Other clients (HTTP) — the HTTP server starts at login via launchd:
http://127.0.0.1:11435/mcp
┌────────────────────────────────────────────┐
│ AI Client (Claude / GPT / etc.) │
└──────────────────┬─────────────────────────┘
│ MCP protocol
│ (stdio OR streamable-http :11435)
▼
┌────────────────────────────────────────────┐
│ Python FastMCP server │
│ mcp-server/server.py │
│ - 21 @mcp.tool definitions │
│ - SwiftBridge: persistent subprocess + │
│ async lock + JSON line protocol │
└──────────────────┬─────────────────────────┘
│ stdin/stdout JSON lines
│ (IPCRequest / IPCResponse)
▼
┌────────────────────────────────────────────┐
│ Swift Core Service (long-lived process) │
│ swift-core/AppleIntelCore │
│ - CoreService.swift (request router) │
│ - per-domain handlers (see modules) │
│ - Apple frameworks loaded once on launch │
└──────────────────┬─────────────────────────┘
│
▼
FoundationModels ←─ on-device LLM (~3B)

▸ **RECORD EXCERPTS**
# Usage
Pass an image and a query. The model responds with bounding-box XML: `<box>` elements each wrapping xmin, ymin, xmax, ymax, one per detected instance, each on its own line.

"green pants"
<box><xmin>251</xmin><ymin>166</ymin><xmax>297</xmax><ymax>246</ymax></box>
---
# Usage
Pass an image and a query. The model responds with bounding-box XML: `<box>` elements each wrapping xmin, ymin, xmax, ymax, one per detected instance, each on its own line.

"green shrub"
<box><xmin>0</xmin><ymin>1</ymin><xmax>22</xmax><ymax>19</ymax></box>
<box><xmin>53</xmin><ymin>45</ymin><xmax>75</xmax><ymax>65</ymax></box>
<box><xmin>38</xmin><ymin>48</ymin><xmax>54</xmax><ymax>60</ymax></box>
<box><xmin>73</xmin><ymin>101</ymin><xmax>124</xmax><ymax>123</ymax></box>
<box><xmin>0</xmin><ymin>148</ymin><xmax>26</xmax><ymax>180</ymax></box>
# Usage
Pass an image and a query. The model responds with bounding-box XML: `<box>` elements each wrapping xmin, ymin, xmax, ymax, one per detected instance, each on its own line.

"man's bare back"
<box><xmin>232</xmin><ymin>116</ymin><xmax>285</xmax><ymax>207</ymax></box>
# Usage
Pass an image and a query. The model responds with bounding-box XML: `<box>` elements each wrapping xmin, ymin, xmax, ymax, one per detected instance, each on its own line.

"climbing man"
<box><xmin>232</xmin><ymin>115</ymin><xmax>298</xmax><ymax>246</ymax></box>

▸ **TASK INSTRUCTIONS**
a. From the architecture excerpt, list the name on the first line of each box drawn in the diagram.
b. Please copy word for word the part of the architecture excerpt starting with "Other clients (HTTP)" and going on through "OR streamable-http :11435)".
The lines play no part in any of this.

▸ **OUTPUTS BY TASK**
a.
- AI Client (Claude / GPT / etc.)
- Python FastMCP server
- Swift Core Service (long-lived process)

b.
Other clients (HTTP) — the HTTP server starts at login via launchd:
http://127.0.0.1:11435/mcp
┌────────────────────────────────────────────┐
│ AI Client (Claude / GPT / etc.) │
└──────────────────┬─────────────────────────┘
│ MCP protocol
│ (stdio OR streamable-http :11435)